Records.
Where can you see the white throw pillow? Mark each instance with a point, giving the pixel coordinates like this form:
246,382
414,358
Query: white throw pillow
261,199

Exercise details. Copy every row above word for word, without changing anything.

The solution.
Where can you see the white throw pillow? Mark each instance with a point, giving the pixel coordinates like this form:
246,382
414,358
Query: white throw pillow
261,199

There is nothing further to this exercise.